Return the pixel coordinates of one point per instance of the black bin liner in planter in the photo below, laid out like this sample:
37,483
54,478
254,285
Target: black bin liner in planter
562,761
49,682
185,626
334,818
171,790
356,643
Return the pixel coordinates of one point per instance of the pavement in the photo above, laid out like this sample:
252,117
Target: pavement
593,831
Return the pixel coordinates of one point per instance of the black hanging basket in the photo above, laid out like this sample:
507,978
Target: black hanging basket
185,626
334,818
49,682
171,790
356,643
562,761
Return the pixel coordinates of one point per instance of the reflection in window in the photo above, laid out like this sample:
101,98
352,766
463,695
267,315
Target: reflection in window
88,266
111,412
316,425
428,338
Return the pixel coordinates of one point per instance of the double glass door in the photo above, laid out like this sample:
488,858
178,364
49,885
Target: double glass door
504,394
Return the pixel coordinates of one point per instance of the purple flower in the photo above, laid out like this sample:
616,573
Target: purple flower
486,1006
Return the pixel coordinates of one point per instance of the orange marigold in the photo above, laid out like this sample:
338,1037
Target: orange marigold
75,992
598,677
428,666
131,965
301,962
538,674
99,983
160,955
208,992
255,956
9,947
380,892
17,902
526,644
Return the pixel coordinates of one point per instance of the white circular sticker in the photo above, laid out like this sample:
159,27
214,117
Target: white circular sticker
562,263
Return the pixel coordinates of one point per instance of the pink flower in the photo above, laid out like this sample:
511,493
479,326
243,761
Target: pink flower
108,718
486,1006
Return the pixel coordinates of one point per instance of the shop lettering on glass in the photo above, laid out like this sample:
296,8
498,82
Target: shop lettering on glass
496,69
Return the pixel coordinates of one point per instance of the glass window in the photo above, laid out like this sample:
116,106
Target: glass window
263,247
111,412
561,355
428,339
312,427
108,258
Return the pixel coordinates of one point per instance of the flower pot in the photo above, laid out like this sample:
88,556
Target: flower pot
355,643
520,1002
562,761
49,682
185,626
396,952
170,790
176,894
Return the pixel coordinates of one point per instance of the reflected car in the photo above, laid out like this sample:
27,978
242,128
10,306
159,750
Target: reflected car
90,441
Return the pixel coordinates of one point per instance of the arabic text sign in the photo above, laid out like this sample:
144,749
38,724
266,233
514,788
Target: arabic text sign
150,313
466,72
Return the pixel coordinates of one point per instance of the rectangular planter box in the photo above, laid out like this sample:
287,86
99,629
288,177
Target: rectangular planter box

WHAT NEEDS TO BE DONE » Transcribe the records above in full, exactly as they stand.

RESULT OF THE TASK »
Return the pixel coordinates of one point per instance of the black bin liner in planter in the photo below, laid out like this sample:
37,483
54,478
254,285
Target: black bin liner in planter
562,761
49,682
185,626
334,818
171,790
356,643
Return the pixel coordinates of one point per instance of the pavement in the photo above, laid out like this sample:
252,117
Target: pavement
593,831
Return the pixel coordinates of one point per instance of the black hanging basket in the photo above, laid out like this sample:
507,978
Target: black hanging basket
185,626
334,818
49,682
171,790
356,643
562,761
Return the pixel coordinates of one point per instance of the reflection in window in the photo above, laid out like this sample:
101,98
352,766
463,695
267,315
Target: reflection in window
88,266
111,412
316,425
428,338
Return the pixel coordinates of one point per instance of the double glass door in the photo above, laid out like this sample:
488,858
178,364
49,885
Target: double glass door
504,394
Return the pixel coordinates of one point per instance of the purple flower in the photo above, laid out like this sample:
616,573
Target: purple flower
486,1006
Return the pixel coordinates of one point per instance of the orange marigold in the photo above, laid out like this sample:
338,1037
Target: orange marigold
75,992
598,677
428,666
131,965
301,962
538,674
99,983
160,955
208,992
255,956
9,947
380,892
17,902
526,644
Return the pixel coordinates of one point per instance of the white circular sticker in the photo above, laid out like this sample:
159,27
214,117
Target: white circular sticker
562,263
Return the pixel coordinates of one point per instance of the pink flower in the photo above, laid out like this sample:
511,493
479,326
243,761
Target: pink flower
108,718
486,1006
Return the pixel coordinates of one point per instance of the shop lettering on glass in the photo above, laid out like this sample:
296,8
498,82
Target: shop lettering on glass
496,69
Return the pixel coordinates of one point per instance of the glass window in the photo above, laid out like this sample:
116,106
Target: glass window
263,247
111,412
561,355
428,339
312,427
108,258
Return the pixel coordinates of one point per instance of the flower pot in the photo above, laid out like this sample:
88,556
Target: flower pot
355,643
520,1002
562,761
49,682
185,626
396,952
170,790
176,894
Return the pixel coordinates of one point per instance of the reflected car in the photo above, laid out like this sample:
27,978
242,128
10,306
159,750
Target: reflected car
90,441
Return the pixel coordinates of one point per instance of the arabic text sign in the photo above, laid out like this sample:
144,749
38,724
266,233
514,788
Target: arabic text sign
150,313
466,72
Return the pixel coordinates of one point per instance of the rectangular planter box in the photo above, laid out like this sample:
287,86
99,629
288,177
Target: rectangular planter box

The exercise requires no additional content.